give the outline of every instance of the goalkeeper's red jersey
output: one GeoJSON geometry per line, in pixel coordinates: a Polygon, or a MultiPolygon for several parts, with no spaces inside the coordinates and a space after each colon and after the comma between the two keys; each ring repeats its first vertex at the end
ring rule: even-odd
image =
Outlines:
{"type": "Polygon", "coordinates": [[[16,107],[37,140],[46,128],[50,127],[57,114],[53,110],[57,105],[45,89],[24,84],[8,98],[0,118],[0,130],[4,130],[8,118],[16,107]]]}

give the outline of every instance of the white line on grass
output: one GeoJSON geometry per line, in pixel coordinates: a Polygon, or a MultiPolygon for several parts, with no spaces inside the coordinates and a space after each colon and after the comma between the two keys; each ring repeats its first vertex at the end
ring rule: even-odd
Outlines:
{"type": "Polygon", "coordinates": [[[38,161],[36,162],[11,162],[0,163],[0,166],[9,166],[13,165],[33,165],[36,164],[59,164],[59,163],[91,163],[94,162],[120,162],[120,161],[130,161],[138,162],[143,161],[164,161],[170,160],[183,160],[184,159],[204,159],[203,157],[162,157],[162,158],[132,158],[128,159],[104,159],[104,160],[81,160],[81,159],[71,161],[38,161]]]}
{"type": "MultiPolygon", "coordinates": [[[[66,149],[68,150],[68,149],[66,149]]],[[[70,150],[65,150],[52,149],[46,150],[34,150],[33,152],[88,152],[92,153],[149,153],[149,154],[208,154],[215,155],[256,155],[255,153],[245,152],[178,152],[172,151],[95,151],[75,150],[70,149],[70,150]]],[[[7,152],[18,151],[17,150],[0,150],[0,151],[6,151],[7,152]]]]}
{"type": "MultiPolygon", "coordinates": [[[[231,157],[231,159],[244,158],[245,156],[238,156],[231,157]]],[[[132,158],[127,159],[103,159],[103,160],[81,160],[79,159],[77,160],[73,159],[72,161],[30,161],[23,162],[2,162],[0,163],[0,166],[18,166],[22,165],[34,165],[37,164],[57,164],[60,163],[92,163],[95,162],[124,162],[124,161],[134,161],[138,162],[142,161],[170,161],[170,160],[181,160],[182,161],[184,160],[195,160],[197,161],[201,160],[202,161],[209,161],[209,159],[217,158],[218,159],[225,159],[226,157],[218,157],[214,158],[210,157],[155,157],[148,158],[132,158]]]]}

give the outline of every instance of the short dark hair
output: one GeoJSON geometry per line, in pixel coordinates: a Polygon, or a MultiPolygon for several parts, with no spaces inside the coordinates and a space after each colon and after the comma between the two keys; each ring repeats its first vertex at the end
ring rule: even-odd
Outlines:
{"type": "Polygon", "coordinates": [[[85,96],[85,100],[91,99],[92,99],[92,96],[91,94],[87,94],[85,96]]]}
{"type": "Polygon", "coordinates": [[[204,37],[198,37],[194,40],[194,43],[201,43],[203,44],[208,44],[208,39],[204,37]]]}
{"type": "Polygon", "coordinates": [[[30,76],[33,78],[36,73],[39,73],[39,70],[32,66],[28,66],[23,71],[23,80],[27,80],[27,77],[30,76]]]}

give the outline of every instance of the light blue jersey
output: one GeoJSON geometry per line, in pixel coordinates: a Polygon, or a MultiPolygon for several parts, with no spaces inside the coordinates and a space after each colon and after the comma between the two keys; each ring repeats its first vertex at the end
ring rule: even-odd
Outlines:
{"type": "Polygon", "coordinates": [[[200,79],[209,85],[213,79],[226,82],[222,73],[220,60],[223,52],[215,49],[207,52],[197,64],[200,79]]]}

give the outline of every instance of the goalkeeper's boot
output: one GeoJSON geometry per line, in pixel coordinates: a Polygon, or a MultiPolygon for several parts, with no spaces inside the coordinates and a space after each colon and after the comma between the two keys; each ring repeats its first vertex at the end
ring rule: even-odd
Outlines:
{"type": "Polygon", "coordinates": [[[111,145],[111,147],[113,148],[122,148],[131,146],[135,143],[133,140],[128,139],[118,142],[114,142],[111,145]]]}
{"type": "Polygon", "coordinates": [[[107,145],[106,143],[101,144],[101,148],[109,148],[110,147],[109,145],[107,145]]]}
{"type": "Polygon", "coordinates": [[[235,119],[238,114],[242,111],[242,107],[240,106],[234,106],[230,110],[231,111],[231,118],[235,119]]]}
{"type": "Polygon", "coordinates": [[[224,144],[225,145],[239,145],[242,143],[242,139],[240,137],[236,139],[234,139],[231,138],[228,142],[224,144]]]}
|---|
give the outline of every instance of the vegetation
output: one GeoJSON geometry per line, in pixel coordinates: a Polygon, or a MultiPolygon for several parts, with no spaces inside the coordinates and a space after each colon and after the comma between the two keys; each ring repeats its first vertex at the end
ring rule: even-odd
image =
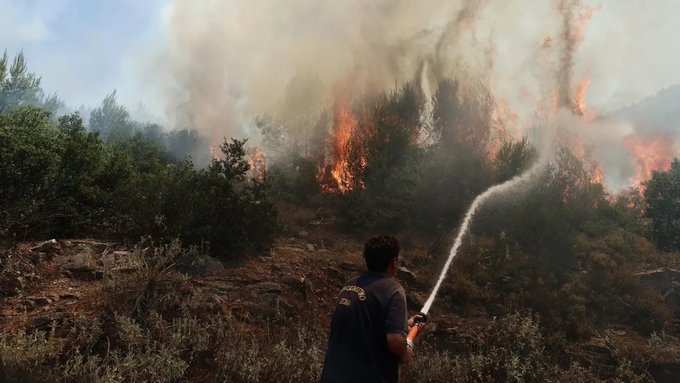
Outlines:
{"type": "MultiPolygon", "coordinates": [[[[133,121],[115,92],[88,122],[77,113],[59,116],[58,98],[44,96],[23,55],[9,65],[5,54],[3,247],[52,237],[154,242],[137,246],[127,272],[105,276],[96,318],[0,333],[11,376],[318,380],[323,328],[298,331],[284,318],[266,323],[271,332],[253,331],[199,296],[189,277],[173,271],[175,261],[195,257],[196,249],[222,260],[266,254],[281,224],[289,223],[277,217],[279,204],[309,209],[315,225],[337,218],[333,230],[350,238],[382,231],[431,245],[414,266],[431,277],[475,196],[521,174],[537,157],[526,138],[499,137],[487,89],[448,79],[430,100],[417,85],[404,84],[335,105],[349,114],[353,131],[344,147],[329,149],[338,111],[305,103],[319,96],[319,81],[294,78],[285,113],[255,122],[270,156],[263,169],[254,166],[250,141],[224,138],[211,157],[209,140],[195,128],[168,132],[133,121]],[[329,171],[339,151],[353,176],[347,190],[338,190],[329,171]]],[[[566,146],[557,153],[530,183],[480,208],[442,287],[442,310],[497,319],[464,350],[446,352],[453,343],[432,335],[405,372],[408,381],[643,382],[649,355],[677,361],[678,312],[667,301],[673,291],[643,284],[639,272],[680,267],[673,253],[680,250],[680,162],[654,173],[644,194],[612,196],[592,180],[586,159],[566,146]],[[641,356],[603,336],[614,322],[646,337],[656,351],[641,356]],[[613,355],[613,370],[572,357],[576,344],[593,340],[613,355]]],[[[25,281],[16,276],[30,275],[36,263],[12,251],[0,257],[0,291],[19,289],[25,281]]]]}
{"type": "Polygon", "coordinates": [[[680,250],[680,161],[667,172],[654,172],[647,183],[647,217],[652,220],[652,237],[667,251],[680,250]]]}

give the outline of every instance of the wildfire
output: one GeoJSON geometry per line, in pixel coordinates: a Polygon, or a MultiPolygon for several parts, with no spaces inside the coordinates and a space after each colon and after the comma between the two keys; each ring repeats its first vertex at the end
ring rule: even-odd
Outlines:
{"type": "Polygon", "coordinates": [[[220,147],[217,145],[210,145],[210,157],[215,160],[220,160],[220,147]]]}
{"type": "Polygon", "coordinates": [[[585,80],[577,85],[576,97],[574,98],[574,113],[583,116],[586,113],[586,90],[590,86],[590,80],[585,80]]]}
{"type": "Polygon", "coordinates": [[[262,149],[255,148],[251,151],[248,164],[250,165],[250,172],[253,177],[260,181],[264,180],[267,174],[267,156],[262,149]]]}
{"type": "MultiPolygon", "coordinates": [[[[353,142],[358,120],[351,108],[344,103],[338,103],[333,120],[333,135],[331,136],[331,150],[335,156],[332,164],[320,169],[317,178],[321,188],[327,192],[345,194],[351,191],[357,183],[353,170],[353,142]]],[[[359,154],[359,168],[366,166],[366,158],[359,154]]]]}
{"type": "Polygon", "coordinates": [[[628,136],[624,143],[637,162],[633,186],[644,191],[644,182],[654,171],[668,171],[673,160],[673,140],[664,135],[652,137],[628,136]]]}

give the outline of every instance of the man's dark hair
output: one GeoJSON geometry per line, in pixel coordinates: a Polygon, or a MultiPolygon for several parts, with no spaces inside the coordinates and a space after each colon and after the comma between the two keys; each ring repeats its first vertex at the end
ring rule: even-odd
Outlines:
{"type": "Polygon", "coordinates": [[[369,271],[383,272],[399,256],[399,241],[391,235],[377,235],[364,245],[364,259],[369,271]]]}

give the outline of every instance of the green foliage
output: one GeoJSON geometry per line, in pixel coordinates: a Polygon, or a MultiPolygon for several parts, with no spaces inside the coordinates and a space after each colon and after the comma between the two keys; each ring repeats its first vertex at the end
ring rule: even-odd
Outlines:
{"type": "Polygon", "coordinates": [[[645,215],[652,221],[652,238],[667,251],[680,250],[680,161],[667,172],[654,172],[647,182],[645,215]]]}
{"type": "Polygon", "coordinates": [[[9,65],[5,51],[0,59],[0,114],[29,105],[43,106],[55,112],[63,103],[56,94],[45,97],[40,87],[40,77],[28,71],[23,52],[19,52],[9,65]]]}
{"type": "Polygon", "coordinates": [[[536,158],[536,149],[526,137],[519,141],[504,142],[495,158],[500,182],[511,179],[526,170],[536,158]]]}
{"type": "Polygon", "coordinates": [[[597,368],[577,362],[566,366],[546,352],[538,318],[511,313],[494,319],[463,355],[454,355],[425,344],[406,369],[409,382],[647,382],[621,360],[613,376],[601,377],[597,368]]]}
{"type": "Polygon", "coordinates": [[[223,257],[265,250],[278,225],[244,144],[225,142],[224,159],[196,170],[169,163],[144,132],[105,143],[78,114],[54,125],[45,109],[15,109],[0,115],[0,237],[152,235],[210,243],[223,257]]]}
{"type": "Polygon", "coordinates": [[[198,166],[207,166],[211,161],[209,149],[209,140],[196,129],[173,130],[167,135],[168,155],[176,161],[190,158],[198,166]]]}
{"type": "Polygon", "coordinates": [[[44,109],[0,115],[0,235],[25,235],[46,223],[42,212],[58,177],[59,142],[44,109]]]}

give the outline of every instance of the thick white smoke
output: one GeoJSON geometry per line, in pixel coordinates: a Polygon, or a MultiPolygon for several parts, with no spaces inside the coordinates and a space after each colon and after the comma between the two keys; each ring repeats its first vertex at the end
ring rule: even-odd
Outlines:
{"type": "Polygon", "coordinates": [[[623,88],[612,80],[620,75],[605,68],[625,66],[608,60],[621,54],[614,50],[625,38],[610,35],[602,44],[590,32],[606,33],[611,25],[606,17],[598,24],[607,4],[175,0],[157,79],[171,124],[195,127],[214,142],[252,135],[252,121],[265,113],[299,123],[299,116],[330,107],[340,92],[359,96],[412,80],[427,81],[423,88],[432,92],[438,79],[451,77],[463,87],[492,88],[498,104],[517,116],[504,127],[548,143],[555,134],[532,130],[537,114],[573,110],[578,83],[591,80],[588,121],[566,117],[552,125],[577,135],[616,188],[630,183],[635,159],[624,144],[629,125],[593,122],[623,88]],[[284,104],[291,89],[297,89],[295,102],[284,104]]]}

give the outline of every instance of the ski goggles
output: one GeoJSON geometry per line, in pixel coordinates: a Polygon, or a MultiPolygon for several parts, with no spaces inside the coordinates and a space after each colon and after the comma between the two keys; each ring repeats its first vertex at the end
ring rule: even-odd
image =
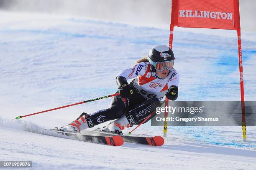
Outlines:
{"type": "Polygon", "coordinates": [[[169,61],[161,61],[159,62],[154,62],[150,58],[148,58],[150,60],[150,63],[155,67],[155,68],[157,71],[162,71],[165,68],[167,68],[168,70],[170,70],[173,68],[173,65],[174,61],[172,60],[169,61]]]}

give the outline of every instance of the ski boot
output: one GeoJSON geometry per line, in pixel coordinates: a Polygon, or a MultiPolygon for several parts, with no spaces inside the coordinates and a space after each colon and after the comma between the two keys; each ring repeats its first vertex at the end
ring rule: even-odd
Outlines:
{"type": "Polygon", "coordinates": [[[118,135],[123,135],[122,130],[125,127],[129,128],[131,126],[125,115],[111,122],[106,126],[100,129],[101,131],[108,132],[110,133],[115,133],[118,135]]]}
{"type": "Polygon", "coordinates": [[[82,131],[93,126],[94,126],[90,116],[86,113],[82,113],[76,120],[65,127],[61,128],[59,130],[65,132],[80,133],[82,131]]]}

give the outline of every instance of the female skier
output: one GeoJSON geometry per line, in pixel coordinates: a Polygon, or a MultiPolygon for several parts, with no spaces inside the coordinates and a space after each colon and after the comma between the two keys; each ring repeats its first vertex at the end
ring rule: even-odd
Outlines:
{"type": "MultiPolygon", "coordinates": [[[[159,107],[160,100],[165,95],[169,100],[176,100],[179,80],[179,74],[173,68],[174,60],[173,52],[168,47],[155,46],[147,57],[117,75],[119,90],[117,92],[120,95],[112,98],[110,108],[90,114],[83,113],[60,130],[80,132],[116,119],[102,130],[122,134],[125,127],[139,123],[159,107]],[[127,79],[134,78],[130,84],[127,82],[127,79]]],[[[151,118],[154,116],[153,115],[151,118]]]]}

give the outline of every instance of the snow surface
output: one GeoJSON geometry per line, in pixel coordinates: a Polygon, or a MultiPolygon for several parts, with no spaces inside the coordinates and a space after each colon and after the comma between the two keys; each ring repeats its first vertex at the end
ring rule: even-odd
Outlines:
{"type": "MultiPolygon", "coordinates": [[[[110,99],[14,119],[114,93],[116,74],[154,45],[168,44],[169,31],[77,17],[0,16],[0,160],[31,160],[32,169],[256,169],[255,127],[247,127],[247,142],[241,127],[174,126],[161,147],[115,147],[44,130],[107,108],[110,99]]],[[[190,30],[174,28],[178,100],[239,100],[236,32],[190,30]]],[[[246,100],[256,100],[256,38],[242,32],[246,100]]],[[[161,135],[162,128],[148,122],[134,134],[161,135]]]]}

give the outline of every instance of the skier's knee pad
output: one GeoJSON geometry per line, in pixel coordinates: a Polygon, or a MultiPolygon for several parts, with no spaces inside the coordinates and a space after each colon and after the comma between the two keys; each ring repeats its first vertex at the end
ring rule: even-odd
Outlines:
|---|
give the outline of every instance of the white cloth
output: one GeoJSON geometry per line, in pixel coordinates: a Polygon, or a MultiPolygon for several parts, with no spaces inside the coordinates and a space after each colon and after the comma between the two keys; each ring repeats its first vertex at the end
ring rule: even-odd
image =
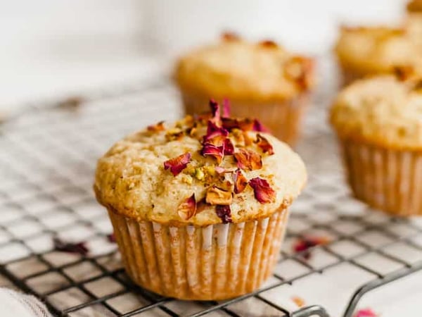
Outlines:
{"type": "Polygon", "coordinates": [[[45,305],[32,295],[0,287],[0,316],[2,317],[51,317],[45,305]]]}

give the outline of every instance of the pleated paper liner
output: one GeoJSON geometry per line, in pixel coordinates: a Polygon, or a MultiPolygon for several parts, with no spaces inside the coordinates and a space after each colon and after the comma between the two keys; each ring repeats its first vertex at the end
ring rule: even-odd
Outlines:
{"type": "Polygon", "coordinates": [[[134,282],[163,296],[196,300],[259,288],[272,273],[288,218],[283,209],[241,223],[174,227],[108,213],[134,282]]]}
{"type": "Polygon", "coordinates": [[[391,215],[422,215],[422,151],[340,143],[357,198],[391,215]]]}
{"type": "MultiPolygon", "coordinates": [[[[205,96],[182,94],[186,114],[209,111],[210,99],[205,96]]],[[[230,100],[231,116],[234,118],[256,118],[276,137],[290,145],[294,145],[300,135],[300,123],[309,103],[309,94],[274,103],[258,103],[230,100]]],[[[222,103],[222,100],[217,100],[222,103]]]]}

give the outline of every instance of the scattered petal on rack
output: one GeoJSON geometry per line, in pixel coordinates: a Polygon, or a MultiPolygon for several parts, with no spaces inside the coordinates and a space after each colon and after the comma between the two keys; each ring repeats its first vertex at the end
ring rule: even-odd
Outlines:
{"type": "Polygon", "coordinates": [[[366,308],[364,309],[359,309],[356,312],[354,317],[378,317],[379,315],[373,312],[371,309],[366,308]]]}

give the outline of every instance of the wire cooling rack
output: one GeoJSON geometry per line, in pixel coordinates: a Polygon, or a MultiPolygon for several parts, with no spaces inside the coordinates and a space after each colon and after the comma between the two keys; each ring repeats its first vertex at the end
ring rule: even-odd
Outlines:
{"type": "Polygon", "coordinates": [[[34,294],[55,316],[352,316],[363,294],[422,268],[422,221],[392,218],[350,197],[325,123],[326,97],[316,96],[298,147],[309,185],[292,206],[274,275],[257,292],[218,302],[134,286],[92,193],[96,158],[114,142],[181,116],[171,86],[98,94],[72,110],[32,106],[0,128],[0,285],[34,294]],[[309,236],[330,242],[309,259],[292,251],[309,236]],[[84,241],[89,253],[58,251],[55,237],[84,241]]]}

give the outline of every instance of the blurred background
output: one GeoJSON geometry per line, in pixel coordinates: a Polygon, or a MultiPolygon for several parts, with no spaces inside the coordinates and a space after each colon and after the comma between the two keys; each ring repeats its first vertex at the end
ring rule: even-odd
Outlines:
|---|
How many lines in the rows above contain the string "dark"? Matching is case-sensitive; reply with the number alone.

2